Records from a collection →
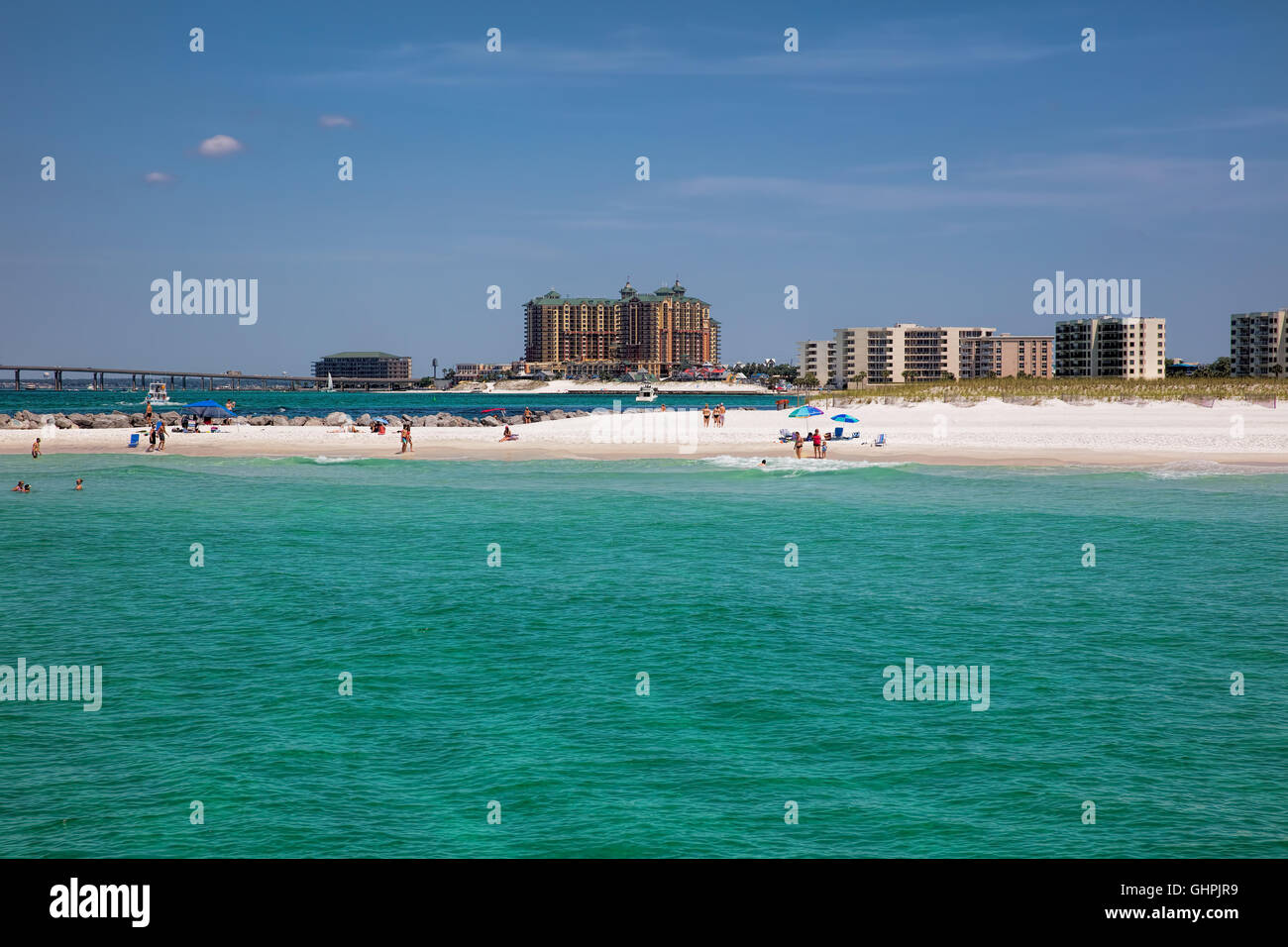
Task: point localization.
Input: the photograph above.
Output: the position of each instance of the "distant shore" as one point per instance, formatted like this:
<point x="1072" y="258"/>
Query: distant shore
<point x="984" y="433"/>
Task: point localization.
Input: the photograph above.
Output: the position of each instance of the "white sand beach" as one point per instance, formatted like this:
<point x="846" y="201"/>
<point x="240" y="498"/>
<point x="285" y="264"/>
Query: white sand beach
<point x="990" y="432"/>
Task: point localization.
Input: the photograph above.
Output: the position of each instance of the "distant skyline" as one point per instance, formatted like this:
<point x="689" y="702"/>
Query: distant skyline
<point x="518" y="169"/>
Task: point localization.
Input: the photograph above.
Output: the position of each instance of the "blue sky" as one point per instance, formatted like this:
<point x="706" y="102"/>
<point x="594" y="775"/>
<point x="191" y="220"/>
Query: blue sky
<point x="518" y="169"/>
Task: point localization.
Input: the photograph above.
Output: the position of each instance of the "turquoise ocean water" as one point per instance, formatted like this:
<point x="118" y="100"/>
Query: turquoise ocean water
<point x="518" y="684"/>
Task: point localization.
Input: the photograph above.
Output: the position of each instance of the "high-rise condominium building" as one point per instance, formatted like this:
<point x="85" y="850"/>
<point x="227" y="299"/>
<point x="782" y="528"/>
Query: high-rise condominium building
<point x="1258" y="343"/>
<point x="661" y="331"/>
<point x="818" y="359"/>
<point x="1008" y="356"/>
<point x="903" y="352"/>
<point x="1115" y="347"/>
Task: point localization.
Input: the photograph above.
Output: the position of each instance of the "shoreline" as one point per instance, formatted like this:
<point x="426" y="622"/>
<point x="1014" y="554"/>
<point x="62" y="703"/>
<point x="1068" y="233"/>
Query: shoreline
<point x="1106" y="434"/>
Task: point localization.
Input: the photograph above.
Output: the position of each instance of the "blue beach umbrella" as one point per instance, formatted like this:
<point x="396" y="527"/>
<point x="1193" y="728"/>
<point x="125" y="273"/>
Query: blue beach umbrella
<point x="805" y="411"/>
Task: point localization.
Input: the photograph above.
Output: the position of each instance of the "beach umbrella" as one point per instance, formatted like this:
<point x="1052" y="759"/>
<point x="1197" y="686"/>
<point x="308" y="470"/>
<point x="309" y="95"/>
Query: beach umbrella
<point x="207" y="410"/>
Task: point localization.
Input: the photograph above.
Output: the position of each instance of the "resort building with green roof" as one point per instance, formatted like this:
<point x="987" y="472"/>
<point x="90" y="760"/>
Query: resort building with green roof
<point x="660" y="331"/>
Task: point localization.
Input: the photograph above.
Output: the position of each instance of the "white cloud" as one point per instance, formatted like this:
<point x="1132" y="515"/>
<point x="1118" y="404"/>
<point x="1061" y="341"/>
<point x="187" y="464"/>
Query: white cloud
<point x="218" y="146"/>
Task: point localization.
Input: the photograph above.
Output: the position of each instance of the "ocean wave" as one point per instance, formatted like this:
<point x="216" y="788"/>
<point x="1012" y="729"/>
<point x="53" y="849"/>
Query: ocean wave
<point x="1186" y="470"/>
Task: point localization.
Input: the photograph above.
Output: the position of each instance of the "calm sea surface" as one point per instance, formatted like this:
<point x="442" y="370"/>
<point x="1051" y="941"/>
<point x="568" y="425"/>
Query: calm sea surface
<point x="518" y="684"/>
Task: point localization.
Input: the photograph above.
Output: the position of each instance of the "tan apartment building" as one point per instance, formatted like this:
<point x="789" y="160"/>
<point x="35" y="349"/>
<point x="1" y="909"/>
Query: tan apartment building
<point x="1008" y="356"/>
<point x="816" y="357"/>
<point x="660" y="333"/>
<point x="369" y="365"/>
<point x="1111" y="347"/>
<point x="1258" y="343"/>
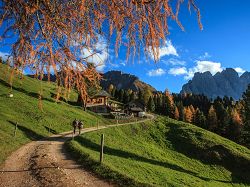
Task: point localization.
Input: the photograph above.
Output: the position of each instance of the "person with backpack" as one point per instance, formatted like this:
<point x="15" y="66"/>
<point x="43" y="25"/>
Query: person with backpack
<point x="75" y="125"/>
<point x="80" y="126"/>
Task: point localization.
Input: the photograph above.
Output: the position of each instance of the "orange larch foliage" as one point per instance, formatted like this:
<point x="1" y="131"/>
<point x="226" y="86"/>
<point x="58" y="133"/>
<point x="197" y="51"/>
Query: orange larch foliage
<point x="52" y="34"/>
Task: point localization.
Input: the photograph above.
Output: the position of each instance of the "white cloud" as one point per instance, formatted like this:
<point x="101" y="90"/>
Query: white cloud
<point x="166" y="50"/>
<point x="239" y="70"/>
<point x="98" y="54"/>
<point x="156" y="72"/>
<point x="178" y="71"/>
<point x="205" y="56"/>
<point x="174" y="62"/>
<point x="203" y="66"/>
<point x="4" y="56"/>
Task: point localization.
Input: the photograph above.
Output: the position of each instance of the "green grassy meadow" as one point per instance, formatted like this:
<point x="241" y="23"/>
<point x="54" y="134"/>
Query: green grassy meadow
<point x="164" y="153"/>
<point x="33" y="123"/>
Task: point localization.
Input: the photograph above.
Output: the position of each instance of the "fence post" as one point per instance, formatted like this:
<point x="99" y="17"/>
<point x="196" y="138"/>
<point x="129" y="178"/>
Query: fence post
<point x="15" y="129"/>
<point x="101" y="150"/>
<point x="49" y="128"/>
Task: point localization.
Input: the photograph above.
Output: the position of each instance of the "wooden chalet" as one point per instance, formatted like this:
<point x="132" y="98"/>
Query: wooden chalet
<point x="99" y="102"/>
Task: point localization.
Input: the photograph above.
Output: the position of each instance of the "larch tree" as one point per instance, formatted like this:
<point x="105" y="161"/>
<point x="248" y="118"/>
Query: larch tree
<point x="212" y="120"/>
<point x="188" y="115"/>
<point x="235" y="126"/>
<point x="176" y="113"/>
<point x="246" y="127"/>
<point x="151" y="105"/>
<point x="52" y="36"/>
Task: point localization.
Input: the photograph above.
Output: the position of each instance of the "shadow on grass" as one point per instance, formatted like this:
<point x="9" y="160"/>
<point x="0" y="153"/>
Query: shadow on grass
<point x="31" y="94"/>
<point x="128" y="155"/>
<point x="32" y="135"/>
<point x="184" y="142"/>
<point x="49" y="129"/>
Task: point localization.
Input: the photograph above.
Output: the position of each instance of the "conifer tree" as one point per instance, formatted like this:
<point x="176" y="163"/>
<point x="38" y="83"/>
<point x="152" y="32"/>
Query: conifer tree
<point x="181" y="111"/>
<point x="151" y="104"/>
<point x="200" y="118"/>
<point x="110" y="88"/>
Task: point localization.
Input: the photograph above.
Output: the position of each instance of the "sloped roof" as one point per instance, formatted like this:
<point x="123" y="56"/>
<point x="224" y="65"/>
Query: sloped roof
<point x="102" y="93"/>
<point x="136" y="109"/>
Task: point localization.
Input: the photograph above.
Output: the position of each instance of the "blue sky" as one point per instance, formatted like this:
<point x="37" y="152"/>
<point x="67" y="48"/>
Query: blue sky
<point x="224" y="42"/>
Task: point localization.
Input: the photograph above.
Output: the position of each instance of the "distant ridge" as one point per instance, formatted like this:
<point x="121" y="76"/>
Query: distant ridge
<point x="123" y="81"/>
<point x="225" y="83"/>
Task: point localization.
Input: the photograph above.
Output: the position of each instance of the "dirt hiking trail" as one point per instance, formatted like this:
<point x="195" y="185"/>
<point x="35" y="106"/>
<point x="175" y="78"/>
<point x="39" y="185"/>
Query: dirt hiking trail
<point x="46" y="163"/>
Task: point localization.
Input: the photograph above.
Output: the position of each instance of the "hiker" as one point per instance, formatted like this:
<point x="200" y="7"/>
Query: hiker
<point x="80" y="126"/>
<point x="75" y="124"/>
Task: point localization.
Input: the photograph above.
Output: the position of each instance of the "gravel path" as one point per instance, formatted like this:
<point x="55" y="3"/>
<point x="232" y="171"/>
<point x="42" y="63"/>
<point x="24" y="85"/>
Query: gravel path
<point x="46" y="163"/>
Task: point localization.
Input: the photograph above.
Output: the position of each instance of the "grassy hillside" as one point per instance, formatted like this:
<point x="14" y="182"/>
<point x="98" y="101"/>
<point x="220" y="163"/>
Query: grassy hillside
<point x="33" y="123"/>
<point x="165" y="153"/>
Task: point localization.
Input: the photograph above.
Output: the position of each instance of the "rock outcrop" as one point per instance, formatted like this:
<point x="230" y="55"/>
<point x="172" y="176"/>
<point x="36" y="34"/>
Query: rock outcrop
<point x="225" y="83"/>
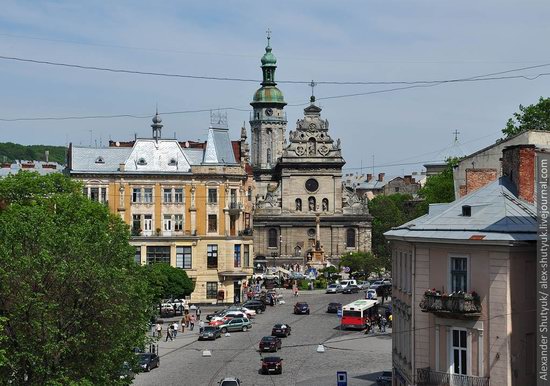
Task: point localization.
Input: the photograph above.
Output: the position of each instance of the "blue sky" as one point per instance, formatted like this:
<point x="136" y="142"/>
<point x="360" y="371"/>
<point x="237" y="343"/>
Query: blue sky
<point x="320" y="40"/>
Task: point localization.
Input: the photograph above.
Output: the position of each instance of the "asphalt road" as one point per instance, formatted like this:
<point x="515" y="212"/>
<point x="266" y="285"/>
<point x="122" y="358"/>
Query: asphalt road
<point x="362" y="357"/>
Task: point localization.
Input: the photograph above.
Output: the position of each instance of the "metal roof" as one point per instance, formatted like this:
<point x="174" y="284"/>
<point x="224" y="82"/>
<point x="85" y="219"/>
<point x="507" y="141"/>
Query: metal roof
<point x="496" y="214"/>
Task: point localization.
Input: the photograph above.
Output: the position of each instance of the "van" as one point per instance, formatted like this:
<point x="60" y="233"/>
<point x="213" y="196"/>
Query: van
<point x="345" y="283"/>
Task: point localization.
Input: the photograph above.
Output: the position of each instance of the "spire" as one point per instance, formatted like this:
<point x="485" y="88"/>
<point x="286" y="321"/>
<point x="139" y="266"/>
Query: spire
<point x="157" y="125"/>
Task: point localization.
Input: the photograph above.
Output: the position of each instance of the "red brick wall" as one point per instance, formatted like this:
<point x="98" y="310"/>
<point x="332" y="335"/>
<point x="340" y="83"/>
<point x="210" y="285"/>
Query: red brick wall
<point x="518" y="163"/>
<point x="477" y="178"/>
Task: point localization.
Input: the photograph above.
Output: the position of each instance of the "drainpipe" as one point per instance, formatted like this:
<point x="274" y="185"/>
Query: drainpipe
<point x="413" y="316"/>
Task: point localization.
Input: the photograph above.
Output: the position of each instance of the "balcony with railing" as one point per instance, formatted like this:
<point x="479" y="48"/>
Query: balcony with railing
<point x="457" y="305"/>
<point x="428" y="377"/>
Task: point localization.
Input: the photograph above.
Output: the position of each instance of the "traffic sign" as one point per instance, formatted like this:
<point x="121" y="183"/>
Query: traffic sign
<point x="341" y="378"/>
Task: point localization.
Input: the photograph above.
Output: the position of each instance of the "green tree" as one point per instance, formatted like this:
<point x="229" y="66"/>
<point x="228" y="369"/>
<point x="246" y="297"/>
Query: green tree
<point x="75" y="304"/>
<point x="532" y="117"/>
<point x="166" y="281"/>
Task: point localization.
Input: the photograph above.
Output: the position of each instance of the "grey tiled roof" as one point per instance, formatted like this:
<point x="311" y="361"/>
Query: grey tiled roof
<point x="496" y="214"/>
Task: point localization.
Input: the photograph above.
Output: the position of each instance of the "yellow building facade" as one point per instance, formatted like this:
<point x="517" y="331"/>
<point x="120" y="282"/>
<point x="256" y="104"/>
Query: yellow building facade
<point x="186" y="205"/>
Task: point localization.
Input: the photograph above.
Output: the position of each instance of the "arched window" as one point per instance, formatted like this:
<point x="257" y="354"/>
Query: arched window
<point x="311" y="204"/>
<point x="272" y="238"/>
<point x="350" y="238"/>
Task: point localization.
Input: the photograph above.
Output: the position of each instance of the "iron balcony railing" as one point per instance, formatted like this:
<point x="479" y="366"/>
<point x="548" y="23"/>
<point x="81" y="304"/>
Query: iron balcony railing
<point x="428" y="377"/>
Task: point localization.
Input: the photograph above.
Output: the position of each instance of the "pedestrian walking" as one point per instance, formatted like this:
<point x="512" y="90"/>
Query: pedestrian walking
<point x="169" y="332"/>
<point x="192" y="322"/>
<point x="159" y="330"/>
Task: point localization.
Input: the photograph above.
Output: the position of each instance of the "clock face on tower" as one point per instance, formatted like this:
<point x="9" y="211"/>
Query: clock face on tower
<point x="312" y="185"/>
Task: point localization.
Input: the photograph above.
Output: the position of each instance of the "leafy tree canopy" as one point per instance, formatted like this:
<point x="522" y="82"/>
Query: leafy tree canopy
<point x="13" y="151"/>
<point x="168" y="282"/>
<point x="532" y="117"/>
<point x="73" y="301"/>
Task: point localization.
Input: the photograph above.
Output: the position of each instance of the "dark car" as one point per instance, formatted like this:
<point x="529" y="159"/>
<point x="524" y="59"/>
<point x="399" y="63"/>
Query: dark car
<point x="301" y="308"/>
<point x="333" y="307"/>
<point x="270" y="343"/>
<point x="210" y="332"/>
<point x="256" y="305"/>
<point x="385" y="378"/>
<point x="148" y="361"/>
<point x="351" y="289"/>
<point x="281" y="330"/>
<point x="272" y="365"/>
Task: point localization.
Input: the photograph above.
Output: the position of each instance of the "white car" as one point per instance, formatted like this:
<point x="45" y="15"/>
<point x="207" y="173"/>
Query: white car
<point x="334" y="289"/>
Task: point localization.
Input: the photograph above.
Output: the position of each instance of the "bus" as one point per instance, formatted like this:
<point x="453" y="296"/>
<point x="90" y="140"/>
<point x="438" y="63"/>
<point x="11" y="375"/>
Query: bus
<point x="355" y="315"/>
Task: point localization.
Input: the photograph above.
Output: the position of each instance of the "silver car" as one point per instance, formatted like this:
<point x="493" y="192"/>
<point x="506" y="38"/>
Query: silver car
<point x="334" y="289"/>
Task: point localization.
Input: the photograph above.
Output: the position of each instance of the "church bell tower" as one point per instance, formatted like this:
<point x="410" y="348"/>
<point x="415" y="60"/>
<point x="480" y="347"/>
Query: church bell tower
<point x="267" y="120"/>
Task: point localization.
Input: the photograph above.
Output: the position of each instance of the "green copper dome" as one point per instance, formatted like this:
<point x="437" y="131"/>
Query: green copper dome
<point x="268" y="59"/>
<point x="269" y="94"/>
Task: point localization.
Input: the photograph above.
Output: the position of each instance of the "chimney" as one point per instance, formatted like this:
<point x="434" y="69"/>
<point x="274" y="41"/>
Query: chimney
<point x="518" y="164"/>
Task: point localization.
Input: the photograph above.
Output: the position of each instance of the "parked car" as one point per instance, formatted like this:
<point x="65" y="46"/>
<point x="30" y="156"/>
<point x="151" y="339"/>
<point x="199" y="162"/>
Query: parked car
<point x="148" y="361"/>
<point x="334" y="289"/>
<point x="236" y="324"/>
<point x="281" y="330"/>
<point x="210" y="332"/>
<point x="370" y="294"/>
<point x="363" y="284"/>
<point x="272" y="364"/>
<point x="301" y="308"/>
<point x="256" y="305"/>
<point x="231" y="381"/>
<point x="351" y="289"/>
<point x="385" y="378"/>
<point x="333" y="307"/>
<point x="270" y="343"/>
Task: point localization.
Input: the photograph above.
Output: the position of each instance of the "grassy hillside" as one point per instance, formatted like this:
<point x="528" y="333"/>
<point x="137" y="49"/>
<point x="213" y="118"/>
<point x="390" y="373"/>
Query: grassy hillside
<point x="13" y="151"/>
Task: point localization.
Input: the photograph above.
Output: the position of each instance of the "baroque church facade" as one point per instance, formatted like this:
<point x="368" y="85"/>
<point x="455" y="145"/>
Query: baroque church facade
<point x="299" y="183"/>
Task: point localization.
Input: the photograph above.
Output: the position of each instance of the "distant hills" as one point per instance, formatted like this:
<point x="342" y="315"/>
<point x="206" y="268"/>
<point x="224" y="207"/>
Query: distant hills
<point x="10" y="152"/>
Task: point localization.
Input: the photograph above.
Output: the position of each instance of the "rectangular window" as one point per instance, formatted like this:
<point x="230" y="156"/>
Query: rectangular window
<point x="459" y="274"/>
<point x="178" y="222"/>
<point x="136" y="195"/>
<point x="167" y="195"/>
<point x="136" y="222"/>
<point x="211" y="290"/>
<point x="137" y="256"/>
<point x="183" y="257"/>
<point x="178" y="195"/>
<point x="158" y="254"/>
<point x="212" y="256"/>
<point x="167" y="222"/>
<point x="148" y="222"/>
<point x="212" y="223"/>
<point x="148" y="195"/>
<point x="237" y="256"/>
<point x="459" y="352"/>
<point x="94" y="194"/>
<point x="212" y="196"/>
<point x="246" y="256"/>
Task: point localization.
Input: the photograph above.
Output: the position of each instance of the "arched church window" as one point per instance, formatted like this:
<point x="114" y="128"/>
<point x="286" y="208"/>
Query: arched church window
<point x="350" y="238"/>
<point x="311" y="147"/>
<point x="312" y="204"/>
<point x="272" y="238"/>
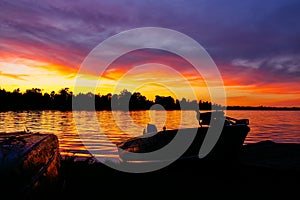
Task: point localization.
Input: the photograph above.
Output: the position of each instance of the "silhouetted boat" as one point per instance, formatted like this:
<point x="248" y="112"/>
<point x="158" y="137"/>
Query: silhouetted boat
<point x="29" y="162"/>
<point x="227" y="147"/>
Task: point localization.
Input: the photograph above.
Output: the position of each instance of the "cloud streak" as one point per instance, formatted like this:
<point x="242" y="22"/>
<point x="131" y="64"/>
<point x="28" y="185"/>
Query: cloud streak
<point x="254" y="43"/>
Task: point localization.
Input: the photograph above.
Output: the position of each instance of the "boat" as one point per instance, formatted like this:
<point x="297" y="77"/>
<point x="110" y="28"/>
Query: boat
<point x="226" y="148"/>
<point x="29" y="162"/>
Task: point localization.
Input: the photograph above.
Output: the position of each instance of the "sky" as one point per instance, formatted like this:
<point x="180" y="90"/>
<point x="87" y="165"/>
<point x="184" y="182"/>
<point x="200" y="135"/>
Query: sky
<point x="254" y="44"/>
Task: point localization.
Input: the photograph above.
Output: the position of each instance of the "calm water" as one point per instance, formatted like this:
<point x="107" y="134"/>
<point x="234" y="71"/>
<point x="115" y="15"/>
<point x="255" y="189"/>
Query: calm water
<point x="98" y="131"/>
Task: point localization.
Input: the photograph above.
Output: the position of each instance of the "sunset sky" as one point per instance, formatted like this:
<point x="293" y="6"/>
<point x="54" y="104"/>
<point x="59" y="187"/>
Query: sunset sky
<point x="255" y="45"/>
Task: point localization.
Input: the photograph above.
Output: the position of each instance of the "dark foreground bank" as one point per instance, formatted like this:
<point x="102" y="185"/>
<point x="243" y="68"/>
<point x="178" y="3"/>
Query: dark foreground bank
<point x="265" y="168"/>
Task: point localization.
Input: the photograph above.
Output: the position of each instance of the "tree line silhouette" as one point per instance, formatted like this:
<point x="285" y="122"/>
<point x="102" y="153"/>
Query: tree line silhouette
<point x="34" y="99"/>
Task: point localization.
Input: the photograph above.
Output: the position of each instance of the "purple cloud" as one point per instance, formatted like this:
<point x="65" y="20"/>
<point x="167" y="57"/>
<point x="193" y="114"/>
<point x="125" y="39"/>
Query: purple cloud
<point x="251" y="32"/>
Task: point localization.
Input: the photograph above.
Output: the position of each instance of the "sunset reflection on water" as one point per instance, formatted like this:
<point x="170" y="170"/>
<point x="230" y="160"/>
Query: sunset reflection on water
<point x="279" y="126"/>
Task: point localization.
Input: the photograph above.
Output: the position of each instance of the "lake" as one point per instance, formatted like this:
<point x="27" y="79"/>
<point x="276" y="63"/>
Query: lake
<point x="99" y="130"/>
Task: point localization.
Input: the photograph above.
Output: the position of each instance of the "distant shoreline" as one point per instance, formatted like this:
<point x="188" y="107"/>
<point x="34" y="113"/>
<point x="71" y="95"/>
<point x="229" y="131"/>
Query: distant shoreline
<point x="262" y="108"/>
<point x="228" y="108"/>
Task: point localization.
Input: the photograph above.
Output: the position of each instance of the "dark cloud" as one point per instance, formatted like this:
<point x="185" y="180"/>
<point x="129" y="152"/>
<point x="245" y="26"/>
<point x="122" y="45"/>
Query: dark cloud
<point x="255" y="32"/>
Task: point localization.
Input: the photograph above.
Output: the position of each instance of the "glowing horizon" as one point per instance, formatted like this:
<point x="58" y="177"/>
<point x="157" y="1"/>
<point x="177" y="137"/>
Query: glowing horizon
<point x="42" y="46"/>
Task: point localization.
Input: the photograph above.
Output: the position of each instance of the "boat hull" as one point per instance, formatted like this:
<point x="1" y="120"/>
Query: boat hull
<point x="227" y="147"/>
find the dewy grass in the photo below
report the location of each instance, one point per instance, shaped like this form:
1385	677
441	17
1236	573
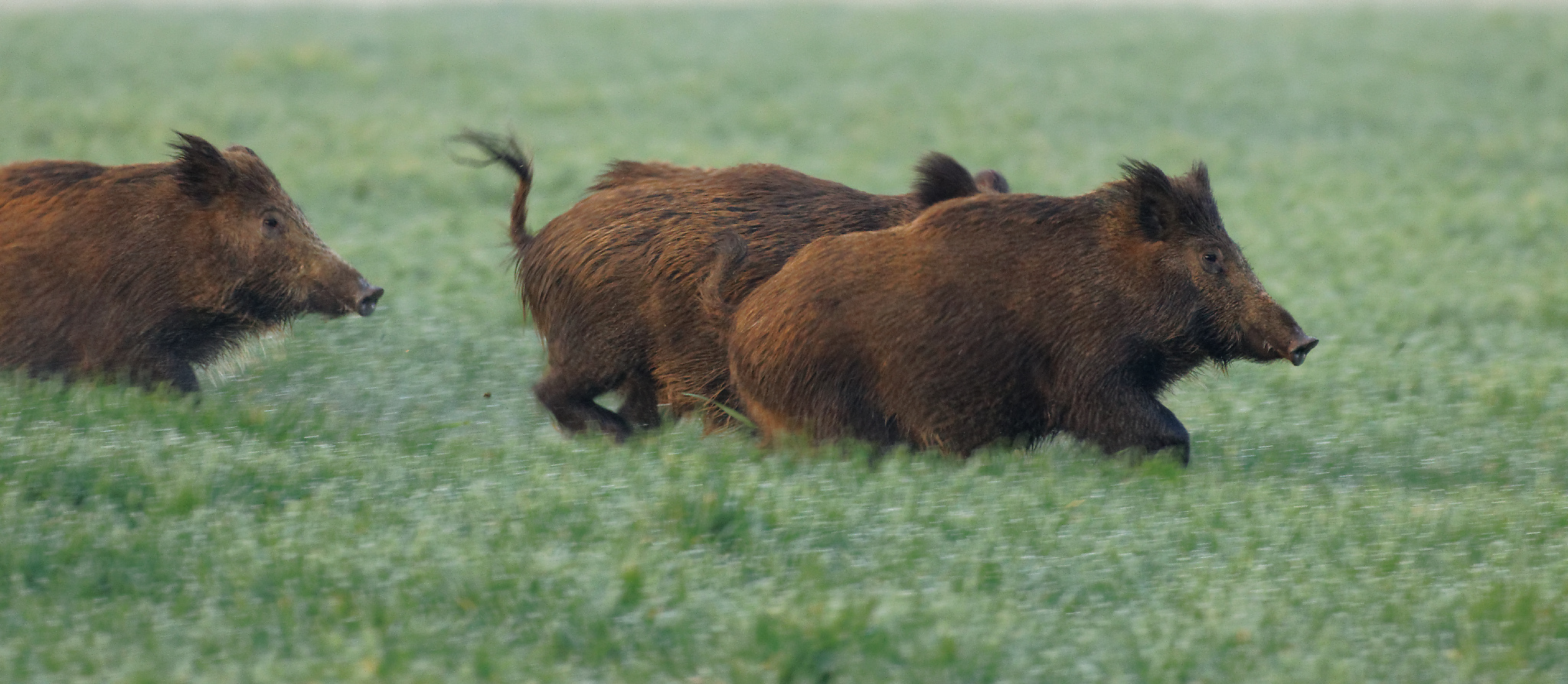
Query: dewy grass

EXERCISE PROMPT → In the records above, collect each line with "dewy".

RESULT →
find the dewy grass in the photo below
Query: dewy grass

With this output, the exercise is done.